[begin DATA LISTING]

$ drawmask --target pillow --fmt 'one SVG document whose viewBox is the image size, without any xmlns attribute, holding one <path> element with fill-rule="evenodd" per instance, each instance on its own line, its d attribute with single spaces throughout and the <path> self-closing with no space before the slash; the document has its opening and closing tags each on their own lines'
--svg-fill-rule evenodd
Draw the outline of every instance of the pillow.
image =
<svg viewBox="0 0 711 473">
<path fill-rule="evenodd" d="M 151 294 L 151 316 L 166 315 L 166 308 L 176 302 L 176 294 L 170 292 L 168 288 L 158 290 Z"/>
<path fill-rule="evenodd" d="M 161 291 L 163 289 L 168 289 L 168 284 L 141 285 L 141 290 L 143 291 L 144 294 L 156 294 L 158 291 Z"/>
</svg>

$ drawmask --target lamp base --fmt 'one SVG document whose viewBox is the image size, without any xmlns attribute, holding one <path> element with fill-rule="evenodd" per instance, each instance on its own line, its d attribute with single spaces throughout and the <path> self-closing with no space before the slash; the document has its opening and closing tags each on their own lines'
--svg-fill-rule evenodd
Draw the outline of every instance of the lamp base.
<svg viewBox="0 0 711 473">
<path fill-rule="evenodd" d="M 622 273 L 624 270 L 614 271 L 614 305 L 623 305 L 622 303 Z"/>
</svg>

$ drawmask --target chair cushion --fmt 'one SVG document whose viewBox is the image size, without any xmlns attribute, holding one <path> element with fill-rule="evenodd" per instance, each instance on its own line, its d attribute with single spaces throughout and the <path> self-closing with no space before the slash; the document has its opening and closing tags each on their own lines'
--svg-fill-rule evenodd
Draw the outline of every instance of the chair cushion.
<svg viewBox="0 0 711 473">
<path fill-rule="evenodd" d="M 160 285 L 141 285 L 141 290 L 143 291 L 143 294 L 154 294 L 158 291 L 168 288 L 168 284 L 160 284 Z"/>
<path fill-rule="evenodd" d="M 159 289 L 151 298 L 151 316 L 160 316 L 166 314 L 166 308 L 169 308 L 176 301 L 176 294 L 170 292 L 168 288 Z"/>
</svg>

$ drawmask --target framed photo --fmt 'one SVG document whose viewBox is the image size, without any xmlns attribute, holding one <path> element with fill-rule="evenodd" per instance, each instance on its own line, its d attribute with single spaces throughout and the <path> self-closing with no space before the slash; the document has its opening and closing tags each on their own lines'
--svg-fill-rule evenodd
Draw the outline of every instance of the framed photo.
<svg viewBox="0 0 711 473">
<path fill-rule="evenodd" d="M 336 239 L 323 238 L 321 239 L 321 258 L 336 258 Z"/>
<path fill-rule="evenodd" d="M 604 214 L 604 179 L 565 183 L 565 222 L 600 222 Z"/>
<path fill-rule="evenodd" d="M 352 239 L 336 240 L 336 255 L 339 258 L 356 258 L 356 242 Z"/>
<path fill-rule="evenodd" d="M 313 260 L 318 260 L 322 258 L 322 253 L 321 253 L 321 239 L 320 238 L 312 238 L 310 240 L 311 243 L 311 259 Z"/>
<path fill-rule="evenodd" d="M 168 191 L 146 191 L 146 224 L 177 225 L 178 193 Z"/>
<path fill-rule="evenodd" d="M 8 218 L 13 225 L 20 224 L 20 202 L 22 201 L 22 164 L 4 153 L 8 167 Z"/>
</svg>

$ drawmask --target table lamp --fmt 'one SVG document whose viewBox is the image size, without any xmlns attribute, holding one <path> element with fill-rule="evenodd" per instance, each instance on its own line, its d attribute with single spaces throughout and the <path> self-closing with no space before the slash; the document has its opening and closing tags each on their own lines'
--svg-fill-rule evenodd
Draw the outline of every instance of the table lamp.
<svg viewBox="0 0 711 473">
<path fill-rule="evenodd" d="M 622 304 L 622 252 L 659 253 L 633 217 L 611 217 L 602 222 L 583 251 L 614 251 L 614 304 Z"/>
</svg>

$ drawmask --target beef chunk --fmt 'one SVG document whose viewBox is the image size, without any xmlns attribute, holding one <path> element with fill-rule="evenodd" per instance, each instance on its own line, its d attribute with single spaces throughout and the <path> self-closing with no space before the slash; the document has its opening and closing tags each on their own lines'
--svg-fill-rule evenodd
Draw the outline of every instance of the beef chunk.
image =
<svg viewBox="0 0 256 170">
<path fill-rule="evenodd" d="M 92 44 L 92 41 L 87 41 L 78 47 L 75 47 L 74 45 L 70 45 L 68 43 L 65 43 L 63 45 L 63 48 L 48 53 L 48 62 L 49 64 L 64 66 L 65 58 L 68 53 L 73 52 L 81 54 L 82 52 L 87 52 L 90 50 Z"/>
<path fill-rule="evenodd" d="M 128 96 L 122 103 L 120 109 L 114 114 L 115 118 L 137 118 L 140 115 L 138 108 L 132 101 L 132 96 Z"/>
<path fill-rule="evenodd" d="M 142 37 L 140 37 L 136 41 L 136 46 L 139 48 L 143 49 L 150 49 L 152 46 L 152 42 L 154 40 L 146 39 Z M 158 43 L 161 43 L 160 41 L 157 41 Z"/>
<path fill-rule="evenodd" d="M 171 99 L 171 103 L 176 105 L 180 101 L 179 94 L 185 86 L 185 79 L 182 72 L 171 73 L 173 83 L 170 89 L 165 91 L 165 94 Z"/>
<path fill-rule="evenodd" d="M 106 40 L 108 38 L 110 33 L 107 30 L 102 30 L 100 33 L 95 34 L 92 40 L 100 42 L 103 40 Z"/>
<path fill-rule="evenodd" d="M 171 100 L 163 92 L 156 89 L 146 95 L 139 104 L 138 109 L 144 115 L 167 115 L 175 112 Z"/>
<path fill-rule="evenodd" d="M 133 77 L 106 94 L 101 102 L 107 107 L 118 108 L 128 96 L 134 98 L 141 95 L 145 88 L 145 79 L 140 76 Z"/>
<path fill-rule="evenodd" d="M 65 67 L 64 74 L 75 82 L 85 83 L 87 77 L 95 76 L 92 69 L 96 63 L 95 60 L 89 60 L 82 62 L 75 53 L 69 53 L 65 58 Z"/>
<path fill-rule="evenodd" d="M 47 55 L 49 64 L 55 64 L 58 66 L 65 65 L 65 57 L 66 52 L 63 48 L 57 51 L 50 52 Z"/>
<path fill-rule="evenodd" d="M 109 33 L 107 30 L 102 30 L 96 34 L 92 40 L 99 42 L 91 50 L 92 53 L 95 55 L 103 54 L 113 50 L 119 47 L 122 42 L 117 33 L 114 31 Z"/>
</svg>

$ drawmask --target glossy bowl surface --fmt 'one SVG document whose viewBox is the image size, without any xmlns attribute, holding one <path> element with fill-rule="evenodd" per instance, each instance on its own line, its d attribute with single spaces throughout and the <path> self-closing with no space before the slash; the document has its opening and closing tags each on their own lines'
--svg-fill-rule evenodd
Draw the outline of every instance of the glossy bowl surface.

[end DATA LISTING]

**WHAT IS REQUIRED**. Everything from the line containing "drawmask --target glossy" through the last line of the records must be given again exactly; leave out all other lines.

**RESPONSE**.
$ drawmask --target glossy bowl surface --fmt 'one SVG document whose viewBox is the image size, without any xmlns attribute, holding one <path> element with fill-rule="evenodd" per instance, each instance on its own line, its d attribute with single spaces throughout and the <path> self-closing with no space before the slash; the document has its opening and closing tags each on their own lines'
--svg-fill-rule evenodd
Draw the outline of every instance of the glossy bowl surface.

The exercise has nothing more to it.